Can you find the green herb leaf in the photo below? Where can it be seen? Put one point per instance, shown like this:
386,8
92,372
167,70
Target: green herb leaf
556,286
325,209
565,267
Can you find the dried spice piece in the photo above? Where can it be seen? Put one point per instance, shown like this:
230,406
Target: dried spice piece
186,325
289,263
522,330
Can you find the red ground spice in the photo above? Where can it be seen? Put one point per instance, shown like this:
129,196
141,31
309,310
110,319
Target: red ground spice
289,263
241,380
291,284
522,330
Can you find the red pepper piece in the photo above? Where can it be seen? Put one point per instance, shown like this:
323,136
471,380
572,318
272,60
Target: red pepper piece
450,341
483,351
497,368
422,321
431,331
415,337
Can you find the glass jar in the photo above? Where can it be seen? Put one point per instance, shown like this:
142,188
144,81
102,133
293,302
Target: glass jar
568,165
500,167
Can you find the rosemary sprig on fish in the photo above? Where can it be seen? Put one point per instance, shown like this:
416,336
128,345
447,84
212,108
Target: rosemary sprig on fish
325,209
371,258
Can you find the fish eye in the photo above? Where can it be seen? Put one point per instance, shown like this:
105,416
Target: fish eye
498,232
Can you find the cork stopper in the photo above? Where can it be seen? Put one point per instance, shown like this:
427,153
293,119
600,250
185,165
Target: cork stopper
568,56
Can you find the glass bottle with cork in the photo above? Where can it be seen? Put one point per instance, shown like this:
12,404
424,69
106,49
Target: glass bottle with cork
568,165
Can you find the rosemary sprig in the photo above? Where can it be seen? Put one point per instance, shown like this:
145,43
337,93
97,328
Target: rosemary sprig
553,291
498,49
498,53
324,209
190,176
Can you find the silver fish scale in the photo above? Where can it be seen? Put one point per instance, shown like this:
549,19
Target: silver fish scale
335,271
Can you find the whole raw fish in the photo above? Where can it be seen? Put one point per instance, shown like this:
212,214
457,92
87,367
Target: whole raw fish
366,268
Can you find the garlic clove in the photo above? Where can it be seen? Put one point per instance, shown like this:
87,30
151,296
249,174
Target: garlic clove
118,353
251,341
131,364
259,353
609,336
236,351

──────

* Your instructions
Set the whole listing down, word for word.

* Answer to the exercise
Can you find the green herb leaf in the photo below? Where can it be seen? Put one point per instance, shown like this:
386,8
92,372
167,70
Target: green herb leaf
556,286
325,209
565,267
Can you find the dried spice piece in the photo above? Where can it be seen? Put one point per instance, shown like this:
230,406
Target: dried spice piece
186,325
289,263
522,330
Can you find the red ground spice in the photo above? Where can it be seen? Put one point per instance, shown like this:
129,196
141,31
309,310
110,319
Target: red ground spice
289,263
241,380
291,284
522,330
Can you find the red pepper piece in the photo above? Where can it be seen? Put one point per instance, shown like this:
323,136
471,380
572,318
272,60
Target: red pepper piece
450,341
483,351
497,368
422,321
431,331
415,337
Can you find the glass jar in the photo above? Where can it be seen? Put one point per instance, shown like this:
142,188
144,81
102,133
293,302
Target: glass jar
568,165
500,167
Can you find the rosemary sprig on fish in the photo above? Where can it be seen? Put one point per instance, shown like this:
416,336
128,345
447,84
212,108
Target: rosemary sprig on fish
325,209
371,258
Can you find the fish eye in the photo above? Where can it be seen? Put one point per instance, shown like this:
105,416
Target: fish eye
498,232
Can you find the cork stopper in the photo above? Where can it be seen? Put one point per instance, shown like this:
427,153
293,119
600,250
185,165
Target: cork stopper
568,56
Can you find the glass bottle with cork in the photo above? Where can it be seen? Put one point per instance, shown like this:
12,404
424,69
106,49
Target: glass bottle with cork
568,165
Can you find the rosemary sprig in the photo above? Where can it be seen? Put one point per instance, shown like this:
145,43
337,93
97,328
Target: rosemary sprig
553,291
498,49
498,53
324,209
190,176
Can you find the silver fish scale in the photo above? Where can it be seen? Put one point per instance, shown like this:
549,19
Target: silver fish scale
335,271
Can you find the whole raw fish in the photo above? Where can it be seen? Put one point per instance, shown like this:
212,214
457,92
87,367
Target: whole raw fish
366,268
Can you find the garlic clove in the photo above? Where can it be seen? Put one point per instance, shown like this:
87,30
151,296
249,174
Target: garlic clove
118,353
251,341
131,364
259,353
609,336
236,351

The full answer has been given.